Requirement:
Write out the records below word for word, please.

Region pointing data

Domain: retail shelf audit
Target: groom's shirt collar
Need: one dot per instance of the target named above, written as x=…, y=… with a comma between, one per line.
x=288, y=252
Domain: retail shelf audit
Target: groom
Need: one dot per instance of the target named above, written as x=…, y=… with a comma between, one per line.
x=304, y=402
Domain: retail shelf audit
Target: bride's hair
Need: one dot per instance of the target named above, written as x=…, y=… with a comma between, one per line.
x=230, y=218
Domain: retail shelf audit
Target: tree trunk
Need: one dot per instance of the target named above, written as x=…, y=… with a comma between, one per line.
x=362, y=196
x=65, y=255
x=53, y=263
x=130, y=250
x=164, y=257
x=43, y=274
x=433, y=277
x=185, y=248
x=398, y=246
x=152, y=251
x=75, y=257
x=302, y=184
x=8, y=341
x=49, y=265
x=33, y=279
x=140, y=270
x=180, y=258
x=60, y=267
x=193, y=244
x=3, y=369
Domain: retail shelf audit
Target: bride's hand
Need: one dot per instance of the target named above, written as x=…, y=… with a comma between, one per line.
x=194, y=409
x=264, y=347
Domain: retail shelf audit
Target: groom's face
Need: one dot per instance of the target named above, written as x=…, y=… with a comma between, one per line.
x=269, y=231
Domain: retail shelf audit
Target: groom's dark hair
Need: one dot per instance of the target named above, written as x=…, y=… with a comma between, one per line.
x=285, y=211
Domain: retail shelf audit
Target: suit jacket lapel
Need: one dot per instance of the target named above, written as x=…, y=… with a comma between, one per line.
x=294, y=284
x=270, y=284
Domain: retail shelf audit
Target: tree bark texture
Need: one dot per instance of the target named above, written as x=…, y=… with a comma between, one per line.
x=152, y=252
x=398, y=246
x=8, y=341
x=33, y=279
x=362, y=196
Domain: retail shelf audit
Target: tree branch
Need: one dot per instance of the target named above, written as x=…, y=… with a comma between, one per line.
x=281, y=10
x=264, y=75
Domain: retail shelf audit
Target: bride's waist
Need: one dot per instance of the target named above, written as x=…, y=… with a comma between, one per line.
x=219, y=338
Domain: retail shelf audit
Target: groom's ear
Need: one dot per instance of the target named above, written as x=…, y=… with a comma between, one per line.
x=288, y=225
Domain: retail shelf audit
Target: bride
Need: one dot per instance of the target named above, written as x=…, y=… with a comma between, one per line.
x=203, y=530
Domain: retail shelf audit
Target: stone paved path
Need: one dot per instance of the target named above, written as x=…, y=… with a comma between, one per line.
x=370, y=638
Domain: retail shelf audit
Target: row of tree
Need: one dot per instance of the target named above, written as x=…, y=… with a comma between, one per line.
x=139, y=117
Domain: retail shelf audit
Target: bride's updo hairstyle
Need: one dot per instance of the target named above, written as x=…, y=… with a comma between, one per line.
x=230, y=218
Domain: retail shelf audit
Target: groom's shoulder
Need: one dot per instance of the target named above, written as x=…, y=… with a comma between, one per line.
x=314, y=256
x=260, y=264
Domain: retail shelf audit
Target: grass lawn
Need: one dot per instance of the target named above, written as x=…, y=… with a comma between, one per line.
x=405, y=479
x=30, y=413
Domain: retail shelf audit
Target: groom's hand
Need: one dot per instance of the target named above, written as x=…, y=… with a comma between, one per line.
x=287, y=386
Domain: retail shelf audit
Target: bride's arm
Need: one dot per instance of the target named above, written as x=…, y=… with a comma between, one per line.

Written answer:
Domain: retail shelf audit
Target: groom's shirt collar
Need: one dot per instance of the target named above, written as x=…, y=… with a comma between, one per line.
x=288, y=252
Domain: retail shelf audit
Target: groom
Need: one dot per instance of the target named above, written as x=…, y=… with a comma between, one per line.
x=304, y=402
Domain: retail shelf audit
Target: bride's hair
Need: one dot per instance of the target named above, written as x=…, y=… with a comma between, one per line.
x=230, y=218
Domain: retail shelf audit
Target: tree trunk
Need: one dot per instance of the target named above, written as x=…, y=… with a comma between, one per line.
x=362, y=196
x=65, y=255
x=53, y=263
x=130, y=250
x=164, y=257
x=43, y=274
x=433, y=277
x=185, y=248
x=398, y=246
x=152, y=251
x=75, y=257
x=302, y=184
x=8, y=341
x=49, y=265
x=33, y=279
x=140, y=270
x=180, y=258
x=60, y=267
x=193, y=244
x=3, y=369
Domain: retail shelf audit
Target: bride's hand
Need: one dot per instance of the target named above, written as x=…, y=… with a comma between, one per line.
x=194, y=409
x=264, y=347
Domain: retail shelf audit
Target: groom's face
Need: one dot per instance of the target named above, written as x=…, y=… with a comma between, one per line.
x=269, y=231
Domain: retail shelf audit
Target: groom's dark hair
Need: one dot per instance of the target named above, written as x=…, y=… with a comma between, one per line.
x=285, y=211
Domain: retail shelf audit
Target: suit jacket lapel
Need: one dot per instance of the target named above, written as x=…, y=… with a comma between, one per line.
x=294, y=284
x=270, y=284
Domain: retail shelf audit
Target: tree bark texture
Need: one dot per instance of the target named above, written as x=…, y=… with a comma between, one per line.
x=152, y=252
x=398, y=246
x=8, y=341
x=33, y=279
x=362, y=196
Domain: retail shelf audit
Target: tree branch
Need: one dot per instance of the target named above, written as x=…, y=… with a comma between, one per line.
x=281, y=10
x=264, y=75
Domain: retail shelf audit
Target: bride's waist
Need: one dot per instance of the target named above, written as x=…, y=… with a comma between, one per line.
x=219, y=338
Domain: retail shelf audit
Target: groom's ear
Need: one dot per instance of the target named above, written as x=…, y=… with a comma between, one per line.
x=288, y=225
Domain: retail shelf audit
Target: bride
Need: one dot per instance of the target named above, written as x=…, y=… with a comma between, one per line.
x=203, y=530
Domain: retail shelf audit
Target: stone paved path
Need: one dot per instance of the target named above, written as x=…, y=… with a comma between, one per line.
x=370, y=638
Domain: retail shelf audit
Target: row of tree
Need: one dot per instance of the target named above, written as x=…, y=… with a comma between, one per line.
x=139, y=117
Domain: retail shelf audit
Target: bride's updo hairstyle
Need: one dot per instance of the target named above, written as x=…, y=… with a comma between, one per line.
x=230, y=218
Domain: retail shelf audit
Target: groom's shoulder
Need: one dot per instance of the target named above, written as x=…, y=… with a comma between, one per line.
x=314, y=256
x=260, y=264
Domain: retail shelf audit
Target: grass lawn
Need: one dot per instance of the target named above, written as x=…, y=… with a comma between, one per line.
x=405, y=479
x=30, y=413
Domain: retail shelf audit
Target: groom's hand
Need: one dot per instance of the target named above, written as x=…, y=… with a comma between, one per line.
x=287, y=386
Domain: retail shelf audit
Target: bride's arm
Need: one dot per instance of the target named above, written as x=…, y=… with a comma between, one per line.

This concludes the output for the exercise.